So I guess I have filled my RAM with pointless amount of data to a point where the system had to access the SD-Card very often.

--
For completeness I answer also to the other inputs, but as mentioned the problem seems to be solved.

@Colin: Numbers of processes are not increasing over time.

Pre Reboot:

Post Reboot:

@Colin: The browser is running on my laptop, not on the Pi. Switching lights has similar delays also without any browser online.

@TotallyInformation: All Screenshots are done now with sudo htop. The next one is with the tree-view, thank you for this tip's.

Samba I would like to use to exchange files. Bluetooth and random number generator I do not use. So I will try to deactivate them.

Tree-View:

That isn't the tree view. You can see that F5 will switch to tree view.

wrong picture uploaded... corrected...

OK, that seems to follow what Colin's comments that you are running something in your flows that is spawning shells.

What does "spawning shells" mean? Thank you for clearification. It looks like I should learn some linux basics ;-).

■ Listed records:

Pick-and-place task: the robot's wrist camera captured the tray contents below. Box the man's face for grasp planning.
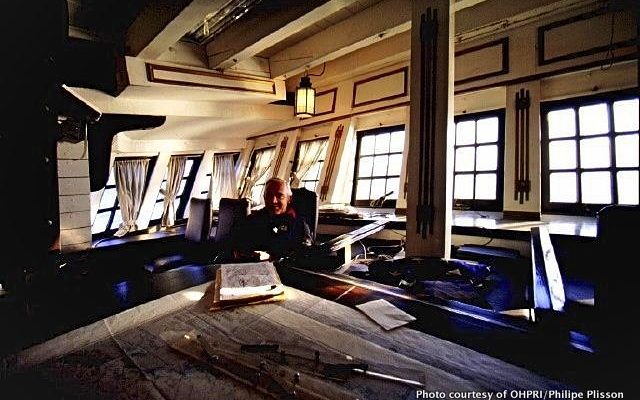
[264,182,290,215]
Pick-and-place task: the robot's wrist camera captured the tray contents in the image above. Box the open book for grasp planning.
[220,261,284,301]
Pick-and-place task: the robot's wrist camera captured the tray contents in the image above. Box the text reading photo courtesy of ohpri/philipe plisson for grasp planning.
[416,389,625,400]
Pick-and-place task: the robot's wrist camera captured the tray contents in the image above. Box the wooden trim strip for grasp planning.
[145,63,276,94]
[454,36,509,85]
[537,8,635,65]
[502,210,540,221]
[247,101,411,140]
[454,50,640,94]
[351,66,409,107]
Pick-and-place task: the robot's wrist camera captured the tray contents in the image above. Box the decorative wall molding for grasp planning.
[537,9,637,65]
[351,66,409,107]
[313,87,338,117]
[145,63,276,94]
[455,36,509,85]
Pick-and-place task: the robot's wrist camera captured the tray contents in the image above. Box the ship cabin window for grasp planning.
[149,155,202,226]
[351,125,405,207]
[453,110,504,211]
[91,157,156,236]
[245,147,275,205]
[199,153,240,198]
[541,91,639,215]
[200,172,212,197]
[291,138,329,192]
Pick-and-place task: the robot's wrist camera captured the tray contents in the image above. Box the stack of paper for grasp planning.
[211,261,284,309]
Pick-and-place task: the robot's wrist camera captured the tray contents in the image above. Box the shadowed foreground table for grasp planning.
[0,272,571,400]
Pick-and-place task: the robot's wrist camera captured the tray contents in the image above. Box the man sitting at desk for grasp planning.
[232,178,313,261]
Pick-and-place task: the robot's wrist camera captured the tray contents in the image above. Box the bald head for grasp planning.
[264,178,291,215]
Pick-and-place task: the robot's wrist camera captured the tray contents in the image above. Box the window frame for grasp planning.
[200,151,240,197]
[540,88,640,216]
[291,136,329,192]
[452,108,506,211]
[149,154,203,227]
[91,157,157,240]
[351,124,407,208]
[242,146,276,204]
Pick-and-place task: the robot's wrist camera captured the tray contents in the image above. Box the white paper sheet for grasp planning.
[356,299,415,330]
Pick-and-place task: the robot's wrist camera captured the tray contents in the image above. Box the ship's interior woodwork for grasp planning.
[0,0,640,399]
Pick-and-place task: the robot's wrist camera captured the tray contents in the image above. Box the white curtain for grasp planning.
[114,159,149,237]
[240,148,275,198]
[291,139,328,188]
[160,156,187,226]
[209,154,238,210]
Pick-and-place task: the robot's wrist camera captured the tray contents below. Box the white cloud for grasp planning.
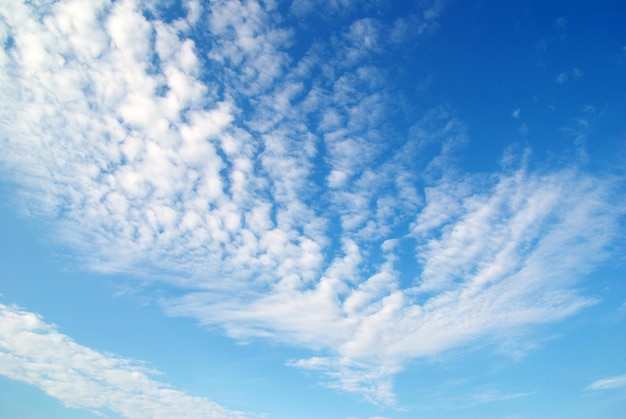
[0,1,621,410]
[585,375,626,390]
[0,304,245,419]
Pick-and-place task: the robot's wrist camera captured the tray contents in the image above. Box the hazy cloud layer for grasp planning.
[0,304,244,419]
[0,0,621,408]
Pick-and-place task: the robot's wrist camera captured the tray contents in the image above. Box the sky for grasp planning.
[0,0,626,419]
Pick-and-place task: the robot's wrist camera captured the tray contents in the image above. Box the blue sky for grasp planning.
[0,0,626,419]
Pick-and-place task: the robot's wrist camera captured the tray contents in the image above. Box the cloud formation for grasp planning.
[0,304,245,419]
[0,0,622,404]
[585,375,626,391]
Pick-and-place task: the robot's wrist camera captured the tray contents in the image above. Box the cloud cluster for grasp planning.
[0,0,621,410]
[0,304,245,419]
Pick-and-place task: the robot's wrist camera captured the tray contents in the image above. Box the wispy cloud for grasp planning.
[585,375,626,391]
[0,304,246,419]
[0,0,622,410]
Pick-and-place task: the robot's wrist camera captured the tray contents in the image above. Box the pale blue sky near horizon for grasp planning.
[0,0,626,419]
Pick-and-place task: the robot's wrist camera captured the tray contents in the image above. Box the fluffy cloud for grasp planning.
[0,0,621,412]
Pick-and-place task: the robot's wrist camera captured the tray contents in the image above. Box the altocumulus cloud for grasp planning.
[0,304,245,419]
[0,0,622,410]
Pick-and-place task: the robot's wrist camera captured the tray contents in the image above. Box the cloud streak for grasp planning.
[0,0,622,408]
[585,375,626,391]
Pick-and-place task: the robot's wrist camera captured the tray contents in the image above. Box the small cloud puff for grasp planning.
[585,374,626,391]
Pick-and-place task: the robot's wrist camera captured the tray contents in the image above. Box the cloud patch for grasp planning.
[0,304,247,419]
[0,0,623,408]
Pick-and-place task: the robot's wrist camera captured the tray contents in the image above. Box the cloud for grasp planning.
[585,375,626,391]
[0,304,246,419]
[556,67,585,84]
[0,0,623,410]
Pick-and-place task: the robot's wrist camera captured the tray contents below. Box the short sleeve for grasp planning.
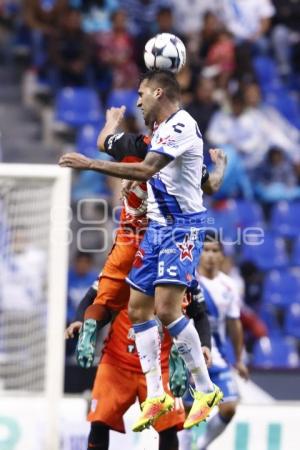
[149,112,203,159]
[104,133,149,161]
[201,164,209,186]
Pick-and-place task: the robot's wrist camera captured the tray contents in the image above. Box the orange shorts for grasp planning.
[94,230,138,311]
[88,363,185,433]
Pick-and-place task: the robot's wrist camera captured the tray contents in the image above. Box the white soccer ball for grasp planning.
[144,33,186,73]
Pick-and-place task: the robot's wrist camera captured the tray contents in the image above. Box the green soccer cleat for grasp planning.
[169,345,189,397]
[76,319,98,369]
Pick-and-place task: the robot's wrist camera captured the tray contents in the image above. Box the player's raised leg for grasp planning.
[128,289,174,431]
[155,285,223,428]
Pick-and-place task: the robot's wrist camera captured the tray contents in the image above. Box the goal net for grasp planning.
[0,164,70,450]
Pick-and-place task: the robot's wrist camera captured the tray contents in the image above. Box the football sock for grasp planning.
[167,316,214,392]
[133,320,164,397]
[197,413,231,450]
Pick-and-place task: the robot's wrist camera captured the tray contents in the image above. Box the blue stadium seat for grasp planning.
[236,200,264,228]
[252,337,299,369]
[265,89,300,128]
[271,201,300,237]
[107,89,138,116]
[284,302,300,339]
[292,237,300,266]
[207,200,240,245]
[253,56,280,88]
[76,123,103,158]
[262,270,300,308]
[259,303,283,337]
[55,87,103,127]
[241,233,289,270]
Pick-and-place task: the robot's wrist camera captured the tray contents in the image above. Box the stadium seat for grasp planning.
[241,233,289,270]
[253,56,280,89]
[107,89,138,116]
[271,201,300,237]
[236,200,264,228]
[76,123,103,158]
[291,237,300,266]
[207,200,239,245]
[252,337,299,369]
[265,89,300,128]
[55,87,103,127]
[262,270,300,308]
[284,302,300,339]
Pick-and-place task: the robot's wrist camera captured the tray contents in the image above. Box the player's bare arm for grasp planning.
[59,152,172,181]
[202,148,227,195]
[97,106,126,151]
[227,319,249,380]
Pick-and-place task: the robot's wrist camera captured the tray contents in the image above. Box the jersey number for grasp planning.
[172,123,185,133]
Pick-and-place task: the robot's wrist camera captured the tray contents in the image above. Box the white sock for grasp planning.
[133,320,164,398]
[167,316,214,392]
[178,430,193,450]
[197,413,229,450]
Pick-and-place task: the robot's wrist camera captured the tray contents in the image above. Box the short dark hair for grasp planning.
[204,229,223,252]
[140,70,180,101]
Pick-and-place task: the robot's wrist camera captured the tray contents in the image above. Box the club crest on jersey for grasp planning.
[176,234,195,261]
[107,133,124,150]
[132,249,145,269]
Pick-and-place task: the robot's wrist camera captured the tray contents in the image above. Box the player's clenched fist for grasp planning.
[58,153,92,169]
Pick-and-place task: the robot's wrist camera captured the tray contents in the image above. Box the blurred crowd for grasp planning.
[0,0,300,374]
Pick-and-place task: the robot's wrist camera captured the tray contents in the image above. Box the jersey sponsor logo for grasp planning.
[127,328,135,341]
[132,249,145,269]
[108,133,124,150]
[91,398,98,412]
[176,234,195,261]
[159,248,177,255]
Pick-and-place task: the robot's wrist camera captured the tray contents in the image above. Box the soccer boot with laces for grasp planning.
[132,393,174,431]
[183,384,223,430]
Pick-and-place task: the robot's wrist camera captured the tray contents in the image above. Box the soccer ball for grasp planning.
[144,33,186,73]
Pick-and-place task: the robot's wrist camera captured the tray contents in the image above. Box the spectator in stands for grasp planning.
[214,0,275,79]
[186,77,219,134]
[243,82,300,164]
[49,8,90,86]
[123,0,165,36]
[206,91,268,172]
[93,9,138,89]
[69,0,119,33]
[170,0,217,39]
[256,147,300,203]
[24,0,68,68]
[205,29,236,88]
[67,251,98,323]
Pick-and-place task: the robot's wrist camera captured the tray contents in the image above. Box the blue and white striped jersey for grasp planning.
[197,272,240,367]
[147,109,205,225]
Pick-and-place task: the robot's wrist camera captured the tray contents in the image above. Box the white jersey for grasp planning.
[197,272,240,367]
[147,109,205,225]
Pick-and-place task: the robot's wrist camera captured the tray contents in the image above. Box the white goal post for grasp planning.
[0,164,71,450]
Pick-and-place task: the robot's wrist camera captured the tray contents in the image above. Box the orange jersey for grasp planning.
[101,309,172,373]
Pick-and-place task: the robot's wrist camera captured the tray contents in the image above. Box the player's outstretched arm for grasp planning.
[97,106,126,151]
[202,148,227,195]
[59,151,172,181]
[227,319,249,380]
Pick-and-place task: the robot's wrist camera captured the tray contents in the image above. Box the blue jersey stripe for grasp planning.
[200,283,219,317]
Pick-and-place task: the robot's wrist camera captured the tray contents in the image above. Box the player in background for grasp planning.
[65,308,185,450]
[181,230,248,450]
[60,71,226,431]
[71,107,225,368]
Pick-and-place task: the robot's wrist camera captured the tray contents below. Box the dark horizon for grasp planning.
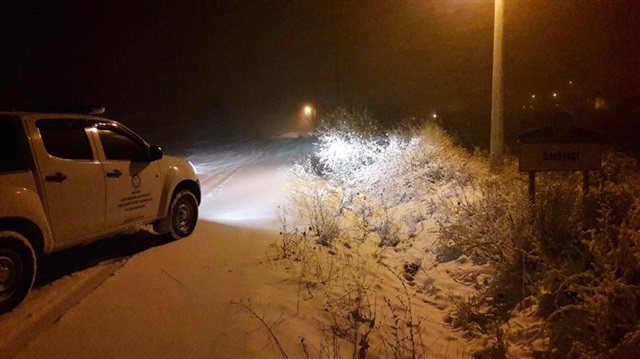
[0,0,640,145]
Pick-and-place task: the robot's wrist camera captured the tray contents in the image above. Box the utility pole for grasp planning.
[489,0,504,169]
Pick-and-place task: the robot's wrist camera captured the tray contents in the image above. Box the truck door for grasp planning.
[96,124,162,228]
[34,119,105,246]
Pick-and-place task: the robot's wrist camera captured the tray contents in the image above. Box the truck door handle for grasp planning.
[44,172,67,183]
[107,168,122,178]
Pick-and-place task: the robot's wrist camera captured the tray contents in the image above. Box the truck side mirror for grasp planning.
[149,146,162,161]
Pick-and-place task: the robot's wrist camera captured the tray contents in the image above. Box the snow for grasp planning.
[0,137,512,358]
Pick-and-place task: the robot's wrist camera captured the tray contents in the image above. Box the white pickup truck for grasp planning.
[0,111,201,313]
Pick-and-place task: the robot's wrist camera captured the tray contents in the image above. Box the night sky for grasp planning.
[0,0,640,145]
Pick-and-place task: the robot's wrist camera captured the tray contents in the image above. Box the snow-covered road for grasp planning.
[0,136,306,358]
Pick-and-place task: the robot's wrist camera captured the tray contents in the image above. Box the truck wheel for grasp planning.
[167,189,198,240]
[0,231,36,313]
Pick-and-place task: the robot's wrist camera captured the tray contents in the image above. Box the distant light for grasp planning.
[304,106,313,116]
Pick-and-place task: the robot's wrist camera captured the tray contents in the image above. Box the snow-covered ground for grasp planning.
[0,139,483,358]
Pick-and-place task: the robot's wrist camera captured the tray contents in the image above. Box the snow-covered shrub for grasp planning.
[439,150,640,358]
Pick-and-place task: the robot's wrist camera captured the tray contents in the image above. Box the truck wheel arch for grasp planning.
[0,217,45,257]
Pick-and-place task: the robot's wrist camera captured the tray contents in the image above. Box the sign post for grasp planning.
[518,112,602,204]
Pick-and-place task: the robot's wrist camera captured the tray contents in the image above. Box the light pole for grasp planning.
[489,0,504,168]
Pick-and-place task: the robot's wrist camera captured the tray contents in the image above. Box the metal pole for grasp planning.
[529,172,536,205]
[489,0,504,168]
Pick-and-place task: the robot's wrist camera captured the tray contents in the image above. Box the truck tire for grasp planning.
[166,189,198,240]
[0,231,36,313]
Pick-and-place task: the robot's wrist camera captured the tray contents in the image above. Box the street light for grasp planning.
[489,0,504,168]
[302,105,316,131]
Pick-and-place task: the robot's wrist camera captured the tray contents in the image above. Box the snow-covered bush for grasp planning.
[439,153,640,358]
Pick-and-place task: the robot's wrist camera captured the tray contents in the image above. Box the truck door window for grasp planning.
[0,116,31,173]
[36,120,93,160]
[98,128,149,161]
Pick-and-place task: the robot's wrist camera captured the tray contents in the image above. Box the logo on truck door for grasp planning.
[131,174,142,189]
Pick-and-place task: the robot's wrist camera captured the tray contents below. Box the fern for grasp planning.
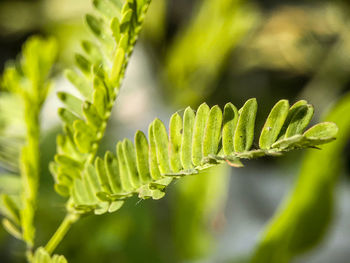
[31,247,67,263]
[57,99,337,214]
[251,93,350,263]
[1,37,57,254]
[51,0,150,200]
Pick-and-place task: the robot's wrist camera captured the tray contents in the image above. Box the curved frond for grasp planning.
[51,0,150,199]
[53,99,338,214]
[31,247,67,263]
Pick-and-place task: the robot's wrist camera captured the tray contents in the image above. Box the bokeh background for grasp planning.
[0,0,350,263]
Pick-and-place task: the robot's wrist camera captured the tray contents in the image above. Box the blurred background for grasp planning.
[0,0,350,263]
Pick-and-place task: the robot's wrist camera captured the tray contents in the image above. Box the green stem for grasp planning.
[45,214,79,254]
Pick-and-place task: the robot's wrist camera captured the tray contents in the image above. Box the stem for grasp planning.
[20,98,40,250]
[45,214,79,254]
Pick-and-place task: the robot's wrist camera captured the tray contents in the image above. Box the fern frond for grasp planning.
[52,99,338,214]
[51,0,150,200]
[31,247,67,263]
[0,37,57,249]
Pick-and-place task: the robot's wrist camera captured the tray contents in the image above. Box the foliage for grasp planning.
[51,0,149,204]
[0,0,344,263]
[165,0,258,105]
[252,94,350,263]
[56,99,337,214]
[1,38,57,255]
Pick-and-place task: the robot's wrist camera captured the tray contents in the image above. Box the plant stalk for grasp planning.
[45,214,80,255]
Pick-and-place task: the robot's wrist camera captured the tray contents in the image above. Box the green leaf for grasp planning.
[105,152,122,193]
[234,98,258,152]
[153,119,172,174]
[57,92,83,117]
[73,120,96,153]
[1,194,21,225]
[95,157,111,193]
[81,41,103,64]
[123,139,140,188]
[85,15,103,37]
[135,131,152,184]
[111,17,120,43]
[93,0,118,18]
[58,99,337,217]
[285,104,314,138]
[222,103,238,155]
[83,101,105,127]
[64,69,92,99]
[192,103,210,166]
[250,94,350,263]
[117,142,133,192]
[148,122,162,180]
[58,108,79,125]
[304,122,338,141]
[203,106,222,156]
[259,100,294,149]
[278,100,307,139]
[181,107,195,170]
[2,218,22,240]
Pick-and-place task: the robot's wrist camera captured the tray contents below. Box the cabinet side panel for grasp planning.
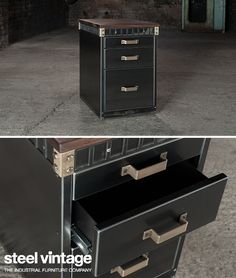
[80,30,101,114]
[0,139,61,278]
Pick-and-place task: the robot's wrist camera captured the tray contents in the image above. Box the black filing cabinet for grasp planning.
[79,19,159,118]
[0,138,227,278]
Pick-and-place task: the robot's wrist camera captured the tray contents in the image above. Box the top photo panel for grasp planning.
[0,0,236,136]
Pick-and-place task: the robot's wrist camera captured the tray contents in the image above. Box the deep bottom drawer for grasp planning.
[104,68,155,112]
[73,162,227,276]
[72,237,184,278]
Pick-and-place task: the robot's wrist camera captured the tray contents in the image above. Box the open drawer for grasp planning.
[73,162,227,276]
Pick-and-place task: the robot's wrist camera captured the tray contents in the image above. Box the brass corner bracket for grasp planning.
[154,26,160,36]
[53,149,75,178]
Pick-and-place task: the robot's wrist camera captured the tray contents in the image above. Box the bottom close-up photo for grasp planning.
[0,137,236,278]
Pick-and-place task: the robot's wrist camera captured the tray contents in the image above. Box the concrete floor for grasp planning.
[0,29,236,136]
[0,138,236,278]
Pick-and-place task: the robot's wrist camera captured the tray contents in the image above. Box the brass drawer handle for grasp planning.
[121,152,168,180]
[120,55,139,61]
[120,86,139,93]
[111,255,149,277]
[121,40,139,45]
[143,213,188,244]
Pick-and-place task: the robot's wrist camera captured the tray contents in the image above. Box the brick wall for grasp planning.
[0,0,8,48]
[69,0,182,28]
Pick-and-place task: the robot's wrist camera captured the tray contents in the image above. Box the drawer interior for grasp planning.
[75,162,207,223]
[72,161,227,276]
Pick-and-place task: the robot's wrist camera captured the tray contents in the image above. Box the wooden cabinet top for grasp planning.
[80,18,159,28]
[48,138,109,153]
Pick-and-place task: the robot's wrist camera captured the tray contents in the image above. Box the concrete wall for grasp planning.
[0,0,8,48]
[69,0,182,28]
[226,0,236,31]
[0,0,68,48]
[8,0,68,43]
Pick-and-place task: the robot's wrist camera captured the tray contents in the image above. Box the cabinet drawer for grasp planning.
[105,48,154,69]
[104,69,155,112]
[73,162,227,276]
[72,237,183,278]
[105,36,154,48]
[73,138,205,200]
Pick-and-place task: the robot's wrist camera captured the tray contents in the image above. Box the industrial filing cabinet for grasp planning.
[0,138,227,278]
[79,19,159,118]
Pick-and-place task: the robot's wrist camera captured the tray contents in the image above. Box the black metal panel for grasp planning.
[105,36,153,49]
[80,31,101,115]
[73,138,204,200]
[74,163,227,276]
[104,68,154,112]
[105,48,153,69]
[71,237,184,278]
[80,26,157,118]
[189,0,207,23]
[0,138,62,278]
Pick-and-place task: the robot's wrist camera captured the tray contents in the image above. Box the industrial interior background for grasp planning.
[0,0,236,136]
[0,139,236,278]
[0,0,236,48]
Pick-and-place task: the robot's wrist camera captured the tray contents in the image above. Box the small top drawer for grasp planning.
[73,138,204,200]
[105,36,154,48]
[73,162,227,276]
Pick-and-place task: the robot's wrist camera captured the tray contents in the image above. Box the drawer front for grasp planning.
[105,48,154,69]
[105,36,154,49]
[73,138,205,200]
[72,237,184,278]
[104,69,155,112]
[75,165,227,276]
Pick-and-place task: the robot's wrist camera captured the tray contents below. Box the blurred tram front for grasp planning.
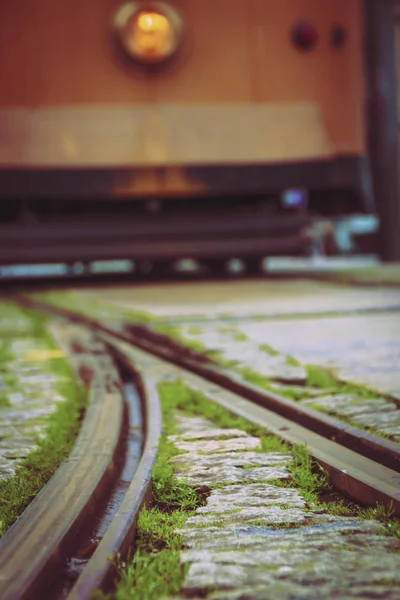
[0,0,380,272]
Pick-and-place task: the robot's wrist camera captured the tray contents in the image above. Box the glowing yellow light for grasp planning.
[116,2,182,63]
[127,12,175,62]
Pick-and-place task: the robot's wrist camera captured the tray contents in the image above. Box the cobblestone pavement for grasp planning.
[0,302,71,479]
[171,324,400,441]
[38,278,400,440]
[75,279,400,320]
[166,417,400,600]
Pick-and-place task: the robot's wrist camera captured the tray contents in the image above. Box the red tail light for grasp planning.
[292,22,318,52]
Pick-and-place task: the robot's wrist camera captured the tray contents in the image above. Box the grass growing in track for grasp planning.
[0,310,87,536]
[98,381,400,600]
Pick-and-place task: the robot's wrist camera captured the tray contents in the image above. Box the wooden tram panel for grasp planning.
[0,0,366,195]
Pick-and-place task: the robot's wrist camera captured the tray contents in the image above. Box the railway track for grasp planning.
[0,298,400,600]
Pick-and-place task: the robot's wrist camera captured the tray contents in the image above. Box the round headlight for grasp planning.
[114,2,183,64]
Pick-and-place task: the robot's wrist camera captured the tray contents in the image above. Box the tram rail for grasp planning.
[0,297,400,600]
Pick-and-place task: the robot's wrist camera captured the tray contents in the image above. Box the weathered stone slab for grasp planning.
[206,581,399,600]
[181,517,400,599]
[0,406,54,425]
[0,445,34,459]
[203,483,306,514]
[168,428,250,443]
[182,327,307,383]
[172,452,293,468]
[174,437,261,454]
[175,415,214,433]
[176,513,384,551]
[176,467,290,489]
[186,506,305,527]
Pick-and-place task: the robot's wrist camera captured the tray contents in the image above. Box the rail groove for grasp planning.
[0,298,400,600]
[0,324,161,600]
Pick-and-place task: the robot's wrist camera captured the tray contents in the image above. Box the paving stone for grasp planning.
[0,445,34,459]
[203,483,306,514]
[175,415,214,433]
[168,428,250,443]
[173,411,400,600]
[172,452,293,468]
[182,326,307,383]
[0,432,36,452]
[174,437,261,454]
[0,456,17,479]
[176,513,384,551]
[0,406,54,425]
[186,505,306,527]
[206,582,399,600]
[176,466,291,489]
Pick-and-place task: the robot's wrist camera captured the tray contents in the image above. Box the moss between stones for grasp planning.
[0,309,87,536]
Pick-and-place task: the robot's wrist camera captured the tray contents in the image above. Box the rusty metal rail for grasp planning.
[0,299,400,600]
[0,330,161,600]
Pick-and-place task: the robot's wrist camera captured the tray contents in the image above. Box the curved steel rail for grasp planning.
[0,300,400,600]
[0,326,161,600]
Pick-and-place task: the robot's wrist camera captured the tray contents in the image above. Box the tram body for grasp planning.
[0,0,373,264]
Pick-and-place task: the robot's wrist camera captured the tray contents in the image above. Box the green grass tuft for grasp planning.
[0,394,12,408]
[259,344,279,356]
[0,309,87,536]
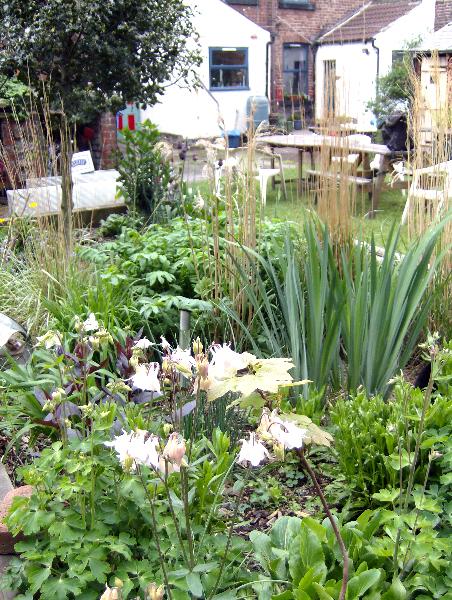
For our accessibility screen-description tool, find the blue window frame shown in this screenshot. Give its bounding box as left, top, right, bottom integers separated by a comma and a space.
209, 48, 249, 91
278, 0, 315, 10
283, 44, 309, 96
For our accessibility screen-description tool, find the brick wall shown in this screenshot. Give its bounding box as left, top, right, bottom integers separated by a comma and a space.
435, 0, 452, 31
226, 0, 370, 111
0, 113, 117, 187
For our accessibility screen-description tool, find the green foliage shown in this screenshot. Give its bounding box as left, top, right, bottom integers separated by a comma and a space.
99, 213, 145, 237
329, 386, 432, 501
0, 330, 152, 447
2, 420, 250, 600
78, 219, 214, 339
367, 37, 422, 120
223, 217, 449, 398
0, 0, 200, 122
0, 76, 30, 120
116, 120, 174, 217
250, 511, 390, 600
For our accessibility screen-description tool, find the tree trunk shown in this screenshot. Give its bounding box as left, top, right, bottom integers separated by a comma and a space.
61, 113, 73, 256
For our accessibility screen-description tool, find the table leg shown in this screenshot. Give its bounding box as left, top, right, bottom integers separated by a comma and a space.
368, 155, 391, 219
298, 148, 303, 196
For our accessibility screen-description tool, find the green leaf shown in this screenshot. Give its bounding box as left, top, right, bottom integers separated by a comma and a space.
270, 517, 302, 550
88, 557, 111, 583
185, 573, 203, 598
381, 577, 407, 600
347, 569, 381, 600
193, 562, 218, 573
372, 489, 400, 502
312, 581, 334, 600
29, 567, 52, 593
41, 576, 82, 600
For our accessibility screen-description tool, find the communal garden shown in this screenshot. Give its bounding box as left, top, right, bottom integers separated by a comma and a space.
0, 106, 452, 600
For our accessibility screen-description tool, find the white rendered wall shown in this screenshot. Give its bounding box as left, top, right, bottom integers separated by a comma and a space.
316, 0, 435, 122
141, 0, 270, 139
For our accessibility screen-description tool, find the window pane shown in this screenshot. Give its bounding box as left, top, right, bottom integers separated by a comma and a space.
212, 49, 246, 66
283, 71, 308, 96
210, 68, 248, 88
283, 46, 308, 71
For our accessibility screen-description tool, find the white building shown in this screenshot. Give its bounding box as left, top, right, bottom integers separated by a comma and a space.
316, 0, 435, 122
140, 0, 270, 139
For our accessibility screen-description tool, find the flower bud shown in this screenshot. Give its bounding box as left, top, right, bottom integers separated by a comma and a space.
100, 584, 119, 600
115, 577, 124, 590
122, 452, 133, 473
273, 441, 285, 462
146, 583, 165, 600
196, 359, 209, 379
52, 388, 66, 404
174, 363, 192, 375
89, 335, 100, 350
193, 337, 203, 356
163, 432, 186, 466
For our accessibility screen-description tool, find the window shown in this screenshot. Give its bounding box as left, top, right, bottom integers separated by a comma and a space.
279, 0, 315, 10
209, 48, 248, 90
283, 44, 309, 96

■ Things to do:
[A] Which key does the forum thread say switches to tree view?
[B] Reproduce the part of the forum thread between "wrong picture uploaded..." and "is spawning shells.", inclusive.
[C] Continue the forum thread from the point where it ends.

■ Answer set:
[A] F5.

[B]
wrong picture uploaded... corrected...

OK, that seems to follow what Colin's comments that you are running something in your flows that is spawning shells.

[C]
Like running other processes through the exec node. Also, some nodes spawn processes under the hood (e.g many python nodes simply fire up a python process in the background)

The point (I suspect) Julian was making is perhaps there is something spawning from your node-red that is eating up memory/CPU cycles. But since you have identified the excessive graphing to be your issue, it is less relevant now I guess.

1 Like

As Steve says. For example, uibuilder has a capability for installing npm packages. That is done using execa. Strictly speaking, a child process rather than a shell. The exec node is similar.

A shell is a command line using a "shell" such as BASH, ZSH or PowerShell or cmd.

The thing to note here is that whatever is creating those sub-processes doesn't seem to be tidying them up and is, instead, leaving them open. Whether that is a problem is debatable. Without knowing exactly what they are and why, probably not really possible to make a definitive judgement but it looks odd.

Never hurts. Though the concepts are exactly the same on Windows and MacOS as well :slight_smile:

@Steve-Mcl & @TotallyInformation
Thank you for your explanations.

Right now my performance is much better with reducing the graph data. Now I filter the data to a very low data-count (~30points per graph and 5 graphs active). But still over time (~24h) the performance goes down a little. By far not as bad as before, but still noticeable. So my motivation is still there to find also the last bit of problems for the responsiveness.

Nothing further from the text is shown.